Top of Given records
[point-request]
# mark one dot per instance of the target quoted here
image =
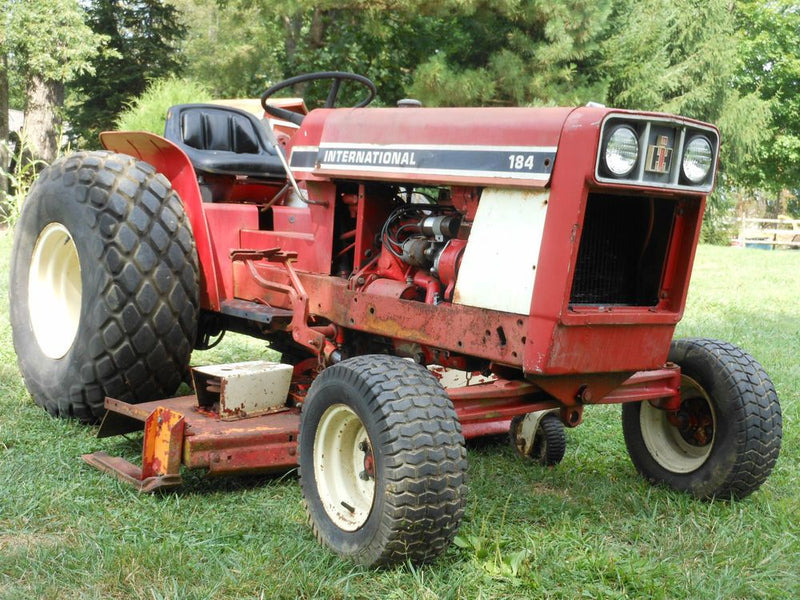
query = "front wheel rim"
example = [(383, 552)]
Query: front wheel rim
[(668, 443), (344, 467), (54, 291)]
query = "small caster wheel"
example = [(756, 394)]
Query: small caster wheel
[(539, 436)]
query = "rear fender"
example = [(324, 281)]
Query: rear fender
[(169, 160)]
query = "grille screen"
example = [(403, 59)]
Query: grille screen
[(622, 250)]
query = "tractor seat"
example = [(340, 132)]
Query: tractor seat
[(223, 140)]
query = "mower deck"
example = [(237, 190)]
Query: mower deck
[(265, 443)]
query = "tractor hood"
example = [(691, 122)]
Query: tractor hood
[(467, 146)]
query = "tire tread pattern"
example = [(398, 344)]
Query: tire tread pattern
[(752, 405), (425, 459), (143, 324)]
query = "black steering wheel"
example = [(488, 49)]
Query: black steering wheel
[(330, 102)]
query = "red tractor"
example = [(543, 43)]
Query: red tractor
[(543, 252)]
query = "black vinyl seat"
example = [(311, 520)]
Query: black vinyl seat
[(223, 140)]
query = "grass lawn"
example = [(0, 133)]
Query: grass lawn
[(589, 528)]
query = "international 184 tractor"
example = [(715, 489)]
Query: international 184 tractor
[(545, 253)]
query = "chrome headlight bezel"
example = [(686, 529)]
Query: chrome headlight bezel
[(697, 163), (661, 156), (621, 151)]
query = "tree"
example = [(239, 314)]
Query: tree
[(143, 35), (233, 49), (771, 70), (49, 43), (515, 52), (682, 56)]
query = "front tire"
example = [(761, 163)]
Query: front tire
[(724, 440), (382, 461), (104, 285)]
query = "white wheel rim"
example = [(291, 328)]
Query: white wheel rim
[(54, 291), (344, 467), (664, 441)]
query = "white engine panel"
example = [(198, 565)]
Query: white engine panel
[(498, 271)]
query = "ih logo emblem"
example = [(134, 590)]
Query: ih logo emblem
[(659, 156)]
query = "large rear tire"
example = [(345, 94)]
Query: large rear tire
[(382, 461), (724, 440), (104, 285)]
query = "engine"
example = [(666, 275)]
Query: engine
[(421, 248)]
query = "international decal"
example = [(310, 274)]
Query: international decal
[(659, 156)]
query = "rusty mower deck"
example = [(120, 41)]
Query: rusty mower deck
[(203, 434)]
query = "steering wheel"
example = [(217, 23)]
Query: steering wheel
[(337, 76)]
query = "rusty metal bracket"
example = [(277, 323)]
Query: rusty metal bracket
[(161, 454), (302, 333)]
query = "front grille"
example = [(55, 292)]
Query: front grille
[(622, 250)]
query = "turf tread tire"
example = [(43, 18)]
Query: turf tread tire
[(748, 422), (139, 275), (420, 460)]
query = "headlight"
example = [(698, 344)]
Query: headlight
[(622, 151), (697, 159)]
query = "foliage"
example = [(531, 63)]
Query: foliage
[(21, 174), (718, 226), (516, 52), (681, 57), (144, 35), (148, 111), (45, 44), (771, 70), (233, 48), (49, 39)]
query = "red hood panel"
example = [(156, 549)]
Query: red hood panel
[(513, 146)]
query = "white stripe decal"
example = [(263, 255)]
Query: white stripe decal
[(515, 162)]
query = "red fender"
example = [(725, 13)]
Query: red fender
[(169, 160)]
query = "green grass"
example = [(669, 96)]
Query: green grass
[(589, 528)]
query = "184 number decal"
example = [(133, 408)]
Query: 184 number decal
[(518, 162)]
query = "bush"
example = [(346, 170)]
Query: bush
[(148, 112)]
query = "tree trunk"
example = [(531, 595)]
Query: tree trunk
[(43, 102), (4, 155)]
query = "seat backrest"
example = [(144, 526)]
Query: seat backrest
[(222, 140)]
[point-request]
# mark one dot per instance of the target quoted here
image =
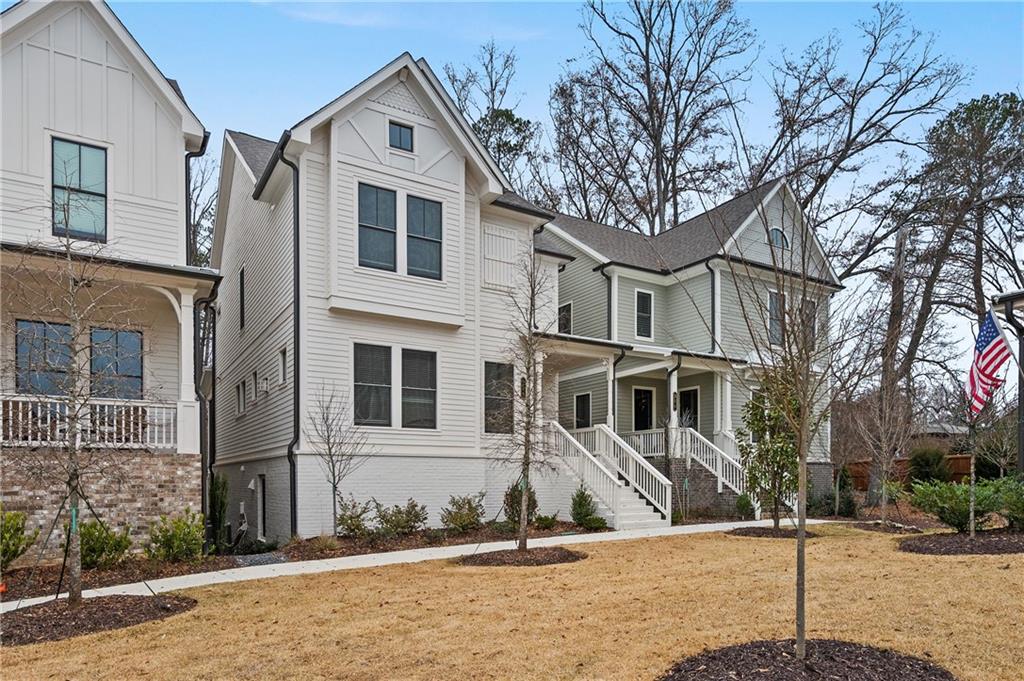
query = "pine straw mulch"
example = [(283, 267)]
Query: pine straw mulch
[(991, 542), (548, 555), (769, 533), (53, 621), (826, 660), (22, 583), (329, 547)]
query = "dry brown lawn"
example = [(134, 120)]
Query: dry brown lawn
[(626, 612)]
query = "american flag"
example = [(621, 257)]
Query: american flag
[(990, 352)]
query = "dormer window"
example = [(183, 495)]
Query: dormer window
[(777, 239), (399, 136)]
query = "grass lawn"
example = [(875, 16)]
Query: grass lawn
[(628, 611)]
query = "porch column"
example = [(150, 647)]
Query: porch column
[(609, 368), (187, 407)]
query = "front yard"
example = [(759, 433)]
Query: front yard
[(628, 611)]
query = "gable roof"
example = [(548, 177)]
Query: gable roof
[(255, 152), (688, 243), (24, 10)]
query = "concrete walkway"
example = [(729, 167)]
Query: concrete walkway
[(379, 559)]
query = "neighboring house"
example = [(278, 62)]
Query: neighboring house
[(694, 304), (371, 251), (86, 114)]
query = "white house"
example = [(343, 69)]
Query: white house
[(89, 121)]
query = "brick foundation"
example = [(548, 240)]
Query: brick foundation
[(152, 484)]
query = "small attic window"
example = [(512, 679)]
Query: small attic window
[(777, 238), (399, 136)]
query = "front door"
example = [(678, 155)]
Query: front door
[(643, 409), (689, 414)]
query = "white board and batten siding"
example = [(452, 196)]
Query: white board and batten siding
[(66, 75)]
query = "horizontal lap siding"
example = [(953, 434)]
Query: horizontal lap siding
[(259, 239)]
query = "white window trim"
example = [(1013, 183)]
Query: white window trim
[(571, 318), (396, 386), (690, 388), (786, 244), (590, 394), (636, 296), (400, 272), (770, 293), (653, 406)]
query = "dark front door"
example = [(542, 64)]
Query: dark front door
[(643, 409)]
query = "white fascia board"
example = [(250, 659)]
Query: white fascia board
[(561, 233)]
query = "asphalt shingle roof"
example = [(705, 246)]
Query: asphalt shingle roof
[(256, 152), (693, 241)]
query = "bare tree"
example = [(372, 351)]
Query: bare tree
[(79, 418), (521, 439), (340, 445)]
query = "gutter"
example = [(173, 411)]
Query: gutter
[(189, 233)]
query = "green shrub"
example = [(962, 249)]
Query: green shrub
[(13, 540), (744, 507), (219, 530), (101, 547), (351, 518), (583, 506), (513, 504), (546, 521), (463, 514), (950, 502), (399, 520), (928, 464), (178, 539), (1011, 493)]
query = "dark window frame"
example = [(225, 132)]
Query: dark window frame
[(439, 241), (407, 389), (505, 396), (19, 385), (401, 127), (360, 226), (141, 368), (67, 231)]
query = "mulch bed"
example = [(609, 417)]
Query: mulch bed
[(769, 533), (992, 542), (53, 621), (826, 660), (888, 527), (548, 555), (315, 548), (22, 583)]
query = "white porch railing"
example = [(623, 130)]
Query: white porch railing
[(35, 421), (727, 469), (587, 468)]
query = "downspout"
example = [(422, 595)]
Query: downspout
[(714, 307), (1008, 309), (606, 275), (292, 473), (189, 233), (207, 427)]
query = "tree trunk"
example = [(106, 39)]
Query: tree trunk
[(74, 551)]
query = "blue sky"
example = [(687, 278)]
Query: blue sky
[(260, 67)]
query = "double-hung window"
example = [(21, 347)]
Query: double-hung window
Bottom of Given records
Top of Given records
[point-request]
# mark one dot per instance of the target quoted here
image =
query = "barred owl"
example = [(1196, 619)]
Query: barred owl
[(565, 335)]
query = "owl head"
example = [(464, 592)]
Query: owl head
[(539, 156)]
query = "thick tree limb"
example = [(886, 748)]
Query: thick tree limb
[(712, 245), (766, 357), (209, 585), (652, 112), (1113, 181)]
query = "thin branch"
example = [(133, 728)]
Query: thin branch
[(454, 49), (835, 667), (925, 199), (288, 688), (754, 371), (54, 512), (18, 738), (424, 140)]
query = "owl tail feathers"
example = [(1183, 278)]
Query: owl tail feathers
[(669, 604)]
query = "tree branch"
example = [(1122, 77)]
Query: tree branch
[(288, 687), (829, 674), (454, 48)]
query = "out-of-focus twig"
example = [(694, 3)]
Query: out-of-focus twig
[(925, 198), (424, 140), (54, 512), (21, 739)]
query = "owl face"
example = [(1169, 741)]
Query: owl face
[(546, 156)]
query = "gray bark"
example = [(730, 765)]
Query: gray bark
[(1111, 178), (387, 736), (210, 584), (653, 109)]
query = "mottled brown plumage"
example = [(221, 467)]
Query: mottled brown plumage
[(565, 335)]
Bottom of Given records
Work task »
Copy out each line carrying the string "hung" from the data.

Output for this exercise »
query = "double-hung window"
Query: double-hung window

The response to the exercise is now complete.